**Instruction:**
Pick out every line of the material below that contains the string "wheel", treating uppercase and lowercase as different, and copy each one.

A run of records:
____________________

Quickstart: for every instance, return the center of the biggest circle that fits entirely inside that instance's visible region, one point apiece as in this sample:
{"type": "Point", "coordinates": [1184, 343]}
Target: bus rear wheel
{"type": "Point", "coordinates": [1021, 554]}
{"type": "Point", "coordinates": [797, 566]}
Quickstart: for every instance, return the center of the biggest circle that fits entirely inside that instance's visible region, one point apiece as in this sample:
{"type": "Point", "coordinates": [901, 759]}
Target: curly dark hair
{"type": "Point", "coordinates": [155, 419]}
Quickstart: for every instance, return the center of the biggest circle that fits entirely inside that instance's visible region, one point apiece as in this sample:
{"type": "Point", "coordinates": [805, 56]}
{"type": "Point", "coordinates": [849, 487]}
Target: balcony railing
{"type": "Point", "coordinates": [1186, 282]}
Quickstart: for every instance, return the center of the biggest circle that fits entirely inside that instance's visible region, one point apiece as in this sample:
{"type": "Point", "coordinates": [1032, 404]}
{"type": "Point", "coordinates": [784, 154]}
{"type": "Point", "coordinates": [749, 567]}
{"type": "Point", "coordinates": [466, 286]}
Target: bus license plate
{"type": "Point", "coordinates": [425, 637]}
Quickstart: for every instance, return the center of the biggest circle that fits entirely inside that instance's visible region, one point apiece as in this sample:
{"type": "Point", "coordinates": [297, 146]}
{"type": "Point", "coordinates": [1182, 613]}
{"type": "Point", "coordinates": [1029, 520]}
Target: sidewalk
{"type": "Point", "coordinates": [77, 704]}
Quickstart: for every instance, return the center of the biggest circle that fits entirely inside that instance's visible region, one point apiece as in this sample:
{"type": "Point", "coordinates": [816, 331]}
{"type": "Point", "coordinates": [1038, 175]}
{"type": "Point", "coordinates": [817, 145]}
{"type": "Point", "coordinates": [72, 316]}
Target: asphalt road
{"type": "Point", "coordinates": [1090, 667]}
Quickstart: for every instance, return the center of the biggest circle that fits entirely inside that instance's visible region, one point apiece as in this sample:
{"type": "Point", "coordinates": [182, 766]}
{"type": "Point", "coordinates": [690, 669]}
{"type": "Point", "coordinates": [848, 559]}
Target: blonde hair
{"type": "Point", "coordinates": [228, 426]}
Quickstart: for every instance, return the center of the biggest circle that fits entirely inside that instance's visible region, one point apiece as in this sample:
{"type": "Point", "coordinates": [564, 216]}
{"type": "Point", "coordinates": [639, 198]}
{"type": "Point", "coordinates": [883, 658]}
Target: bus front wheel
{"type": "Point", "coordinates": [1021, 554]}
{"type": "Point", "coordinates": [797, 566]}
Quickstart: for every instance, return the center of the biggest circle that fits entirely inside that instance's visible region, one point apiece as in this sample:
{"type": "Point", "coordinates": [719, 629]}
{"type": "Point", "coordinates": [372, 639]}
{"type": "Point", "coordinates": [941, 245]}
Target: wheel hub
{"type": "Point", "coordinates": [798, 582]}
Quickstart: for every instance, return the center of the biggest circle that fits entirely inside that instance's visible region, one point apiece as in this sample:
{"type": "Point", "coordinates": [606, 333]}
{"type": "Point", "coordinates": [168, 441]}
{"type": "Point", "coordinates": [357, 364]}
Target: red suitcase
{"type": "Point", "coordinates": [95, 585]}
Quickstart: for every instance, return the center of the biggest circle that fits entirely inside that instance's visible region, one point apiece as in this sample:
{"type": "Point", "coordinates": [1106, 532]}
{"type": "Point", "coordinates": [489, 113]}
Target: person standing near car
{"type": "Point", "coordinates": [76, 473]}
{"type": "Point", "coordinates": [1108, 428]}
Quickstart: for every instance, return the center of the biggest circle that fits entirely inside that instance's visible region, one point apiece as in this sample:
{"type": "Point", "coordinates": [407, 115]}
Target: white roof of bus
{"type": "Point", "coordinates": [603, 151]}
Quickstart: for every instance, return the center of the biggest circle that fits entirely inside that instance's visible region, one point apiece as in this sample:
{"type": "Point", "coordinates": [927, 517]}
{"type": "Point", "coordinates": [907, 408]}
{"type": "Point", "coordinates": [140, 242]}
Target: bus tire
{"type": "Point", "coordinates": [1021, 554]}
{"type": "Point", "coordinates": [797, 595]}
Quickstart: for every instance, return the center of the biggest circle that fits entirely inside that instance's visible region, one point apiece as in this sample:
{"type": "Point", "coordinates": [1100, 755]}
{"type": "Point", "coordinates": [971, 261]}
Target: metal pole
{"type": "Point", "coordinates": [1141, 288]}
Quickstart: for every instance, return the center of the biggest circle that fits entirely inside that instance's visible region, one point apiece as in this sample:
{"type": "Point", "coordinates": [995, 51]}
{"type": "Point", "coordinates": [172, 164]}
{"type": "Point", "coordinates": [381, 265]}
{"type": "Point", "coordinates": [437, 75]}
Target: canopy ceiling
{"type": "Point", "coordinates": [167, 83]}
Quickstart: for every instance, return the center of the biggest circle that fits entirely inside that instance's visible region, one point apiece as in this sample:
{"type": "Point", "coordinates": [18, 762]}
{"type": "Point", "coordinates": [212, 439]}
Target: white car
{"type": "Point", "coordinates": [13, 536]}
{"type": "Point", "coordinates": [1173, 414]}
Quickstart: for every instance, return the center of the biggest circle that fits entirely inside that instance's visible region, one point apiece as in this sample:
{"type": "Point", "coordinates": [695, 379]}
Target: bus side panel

____________________

**Solution for this task:**
Target: bus rear wheel
Target: bus front wheel
Target: wheel hub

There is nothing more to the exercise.